EXTRAIT DU DOCUMENT |
********

7L’activité éditoriale de Raymond Boudon fut aussi riche et intense que sa vie professorale. Il dirigea L’Année sociologique, revue fondée en 1898 par Émile Durkheim auquel il faisait souvent référence et fut rédacteur en chef adjoint de Quality and Quantity (Amsterdam). Par ailleurs, il fut membre du comité de rédaction de nombreuses revues scientifiques françaises et étrangères : Revue française de sociologie (Paris), Commentaire (Paris), Rationality and Society (Chicago), The American Journal of Sociology (Chicago), Theory and Decision (Berlin), European Sociological Review (Oxford), Thesis (Moscou), Revue suisse de Sociologie (Berne). Il fut aussi l’éditeur aux Presses universitaires de France de la très belle et prestigieuse « collection bleue », Sociologies. Ses ouvrages, très nombreux, ont été traduits en différentes langues et il était membre de plusieurs Académies illustres comme la British Academy ou l’American Academy of Arts and Sciences. Docteur honoris causa de l’université Laval au Québec, mais aussi en Belgique et en Roumanie, membre de la Société royale du Canada, il a reçu par ailleurs quatre prix importants : de l’Académie des sciences pour l’Inégalité des chances (1973), de l’Association Futuribles pour Effets pervers et ordre social (1977), de l’Académie française pour L’art de se persuader des idées fragiles, douteuses ou fausses (1990) et le Prix européen des sciences sociales Amalfi pour Le juste et le vrai : études sur l’objectivité des valeurs et de la connaissance (1995). Si l’on ajoute qu’il a également été fait chevalier de la Légion d’honneur, de l’Ordre national du mérite, qu’il était Officier des palmes académiques et chevalier des Arts et des Lettres, on mesurera peut-être mieux encore le poids institutionnel et le rayonnement intellectuel de Raymond Boudon.
8Il est difficile de résumer l’ensemble d’une pensée aussi prolixe en quelques lignes. Depuis la parution en 1973 de son célèbre ouvrage, L’inégalité des chances, dans lequel il mettait l’accent sur la logique des choix individuels conduisant à la reproduction des inégalités scolaires, Raymond Boudon est surtout connu pour être le brillant théoricien de l’individualisme méthodologique qui reposait à ses yeux sur deux grands postulats : d’une part, les phénomènes sociaux doivent être expliqués à partir des décisions individuelles socialement situées ; d’autre part, les individus ne doivent pas être considérés comme des « idiots sociaux » mais bel et bien comme des acteurs agissant selon un principe de rationalité. Mais le principe de rationalité mobilisé par Raymond Boudon dans son analyse des faits collectifs, auquel d’ailleurs il a consacré deux ouvrages entiers (Essais sur la théorie générale de la rationalité, 2007 ; La rationalité, 2009) ne se limitait pas à la raison instrumentale de l’Homo oeconomicus. Sans renoncer à la pertinence et à l’importance du modèle du rational choice, il en avait pointé les limites et prôné la nécessité de son élargissement en direction d’une rationalité cognitive (L’art de se persuader des idées douteuses, fragiles ou fausses, 1990) et axiologique à laquelle il avait donné une grande place dans ses derniers travaux à travers une réflexion sur les choix normatifs et leur justification (Le juste et le vrai : études sur l’objectivité des valeurs, 1995 ; Le sens des valeurs, 1999).

********

Rédigez la suite du passage consacré à Raymond Boudon à partir de sa dernière phrase.

********

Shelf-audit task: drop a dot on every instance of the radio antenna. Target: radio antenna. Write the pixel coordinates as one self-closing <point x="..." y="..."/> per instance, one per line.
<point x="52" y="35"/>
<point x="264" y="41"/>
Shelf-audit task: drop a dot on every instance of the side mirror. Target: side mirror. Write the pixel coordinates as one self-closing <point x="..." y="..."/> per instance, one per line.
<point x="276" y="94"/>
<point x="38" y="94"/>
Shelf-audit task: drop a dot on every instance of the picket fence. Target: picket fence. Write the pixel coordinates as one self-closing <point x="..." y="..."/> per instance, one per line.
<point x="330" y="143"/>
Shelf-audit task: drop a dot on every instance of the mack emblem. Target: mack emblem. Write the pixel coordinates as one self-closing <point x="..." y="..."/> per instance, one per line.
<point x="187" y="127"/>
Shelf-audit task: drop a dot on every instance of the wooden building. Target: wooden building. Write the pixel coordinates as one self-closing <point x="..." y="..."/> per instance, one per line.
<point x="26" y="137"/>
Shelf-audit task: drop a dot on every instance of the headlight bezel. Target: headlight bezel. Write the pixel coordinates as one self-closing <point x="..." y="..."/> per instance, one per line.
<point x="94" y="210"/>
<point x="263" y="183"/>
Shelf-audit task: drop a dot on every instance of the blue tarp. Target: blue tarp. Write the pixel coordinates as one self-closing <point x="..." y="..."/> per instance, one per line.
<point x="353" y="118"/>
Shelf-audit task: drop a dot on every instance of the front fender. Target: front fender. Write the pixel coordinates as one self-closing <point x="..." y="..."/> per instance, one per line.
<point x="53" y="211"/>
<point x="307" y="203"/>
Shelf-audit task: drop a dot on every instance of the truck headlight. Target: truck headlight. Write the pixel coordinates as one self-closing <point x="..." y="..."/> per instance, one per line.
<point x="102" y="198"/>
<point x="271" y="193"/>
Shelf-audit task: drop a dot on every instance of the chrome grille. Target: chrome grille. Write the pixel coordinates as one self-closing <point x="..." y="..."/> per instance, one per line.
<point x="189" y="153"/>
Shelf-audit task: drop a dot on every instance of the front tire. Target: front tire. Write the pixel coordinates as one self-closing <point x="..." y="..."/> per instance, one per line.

********

RÉSULTAT |
9Loin de toute orthodoxie, et contrairement à certains autres grands sociologues de sa génération, Raymond Boudon ne se considérait pas comme un chef d’École ou de secte. Dans un discours qu’il prononça à l’occasion de la parution d’un ouvrage en quatre volumes qui lui avait été dédié (Raymond Boudon. A Life in Sociology. Essays in Honour of Raymond Boudon, éd. by Mohamed Cherkaoui et Peter Hamilton, 2009), il préférait parler d’une « famille intellectuelle » dont il reconnaissait à chaque membre le droit d’avoir une personnalité différente et d’exprimer des doutes ou des divergences. Mais, par-delà les particularités individuelles, se manifestaient cependant entre nous certains traits de parenté, notamment dans une compréhension partagée de la sociologie qui ne la limitait pas drastiquement à l’enquête statistique et à la manipulation chiffrée des données sociales. Croire en la sociologie comme science (La sociologie comme science, 2010) ne signifiait pas pour lui céder à un scientisme débridé. C’était articuler la réflexion théorique à l’analyse empirique, c’était confronter sa pensée à celle des grands auteurs du passé (parmi eux, Weber, Durkheim, Tocqueville) pour étayer son jugement (Études sur les sociologues classiques, tome I, 1998, tome II, 2000 ; Tocqueville aujourd’hui, 2005), c’était surtout ne jamais faire fi du sens que les individus donnent à leurs actions.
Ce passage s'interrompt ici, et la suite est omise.